* [Perintah Tugas A] Menurut teks tentang pelajaran BA di bawah, sejak kapan BA diajarkan di SMP sebagai mata pelajaran muatan lokal?
* [Perintah Tugas B] Apakah setiap pernyataan berikut sesuai dengan teks tentang pelajaran BA di bawah? Jawab ya atau tidak, lalu kutip kata-kata teks yang menentukannya. (i) BA kini diajarkan mulai SD sampai SMP. (ii) Para guru sudah memiliki buku ajar BA yang representatif. (iii) Penggunaan BA ragam tulis tidak menghadapi permasalahan.

* [Teks Bacaan]
Kemudian, pelajaran BA sebagai salah satu mata pelajaran muatan lokal di
Provinsi NAD hendaknya mendapat perhatian yang serius dari Dinas Pendidikan,
baik terkait dengan penyediaan tenaga pengajar yang profesional maupun
peyediaan buku-buku paket yang standar. Selain itu, siapa saja anggota
masyarakat yang ingin menggunakan BA, khususnya BA ragam tulis hendaknya
berkonsultasi dengan ahli BA.
Tidak dapat
dipungkiri bahwa penggunaan BA ragam tulis semakin mendapat tempat di kalangan
masyarakat meskipun dalam penggunaannya terdapat banyak permasalahan. Sejak
tahun 70-an, di wilayah yang dominan penutur BA, BA sudah menjadi salah satu mata pelajaran
yang diajarkan di SMP sebagai mata pelajaran muatan lokal. Kini, bahkan BA sudah
diajarkan mulai SD sampai dengan SMP.
Permasalahan utama
yang dialami oleh para guru dalam pembelajaran BA adalah tidak tersedia buku
ajar yang representatif. Buku buku yang dipakai terpaku pada buku usang yang
boleh dikatakan sudah “out update).

* [Data Terkumpul]
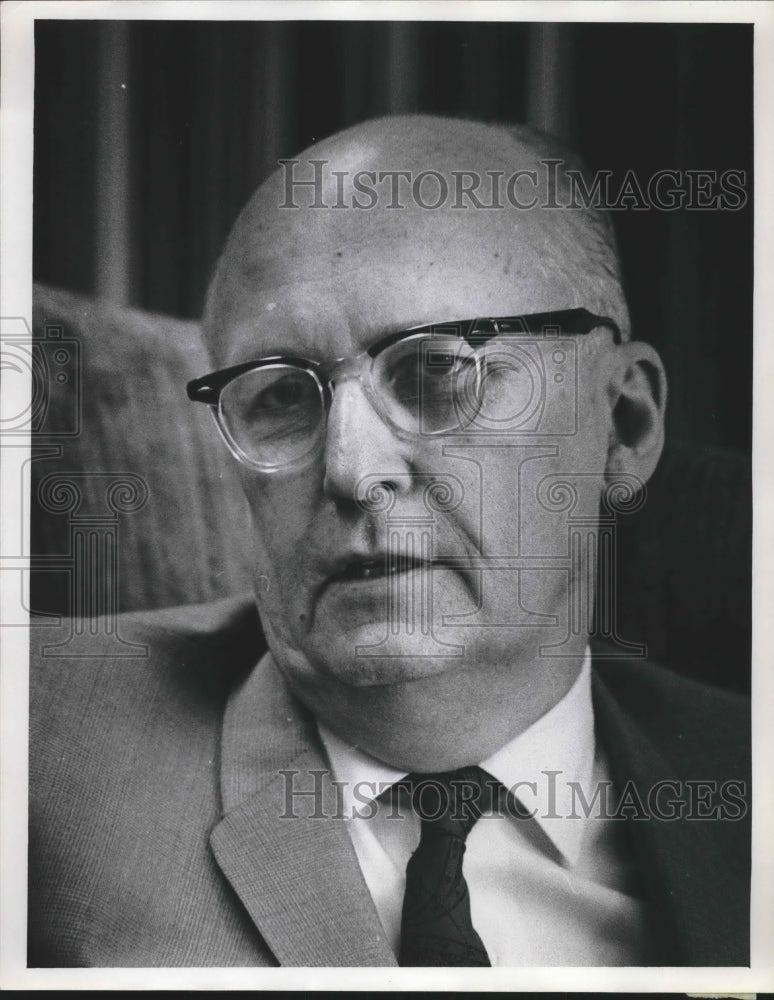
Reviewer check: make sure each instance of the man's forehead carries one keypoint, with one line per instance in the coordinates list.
(294, 246)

* [Jawaban Latihan A] Sejak tahun 70-an, di wilayah yang dominan penutur BA.

* [Jawaban Latihan B]
(i) Ya: "Kini, bahkan BA sudah diajarkan mulai SD sampai dengan SMP."
(ii) Tidak: "tidak tersedia buku ajar yang representatif"
(iii) Tidak: "meskipun dalam penggunaannya terdapat banyak permasalahan"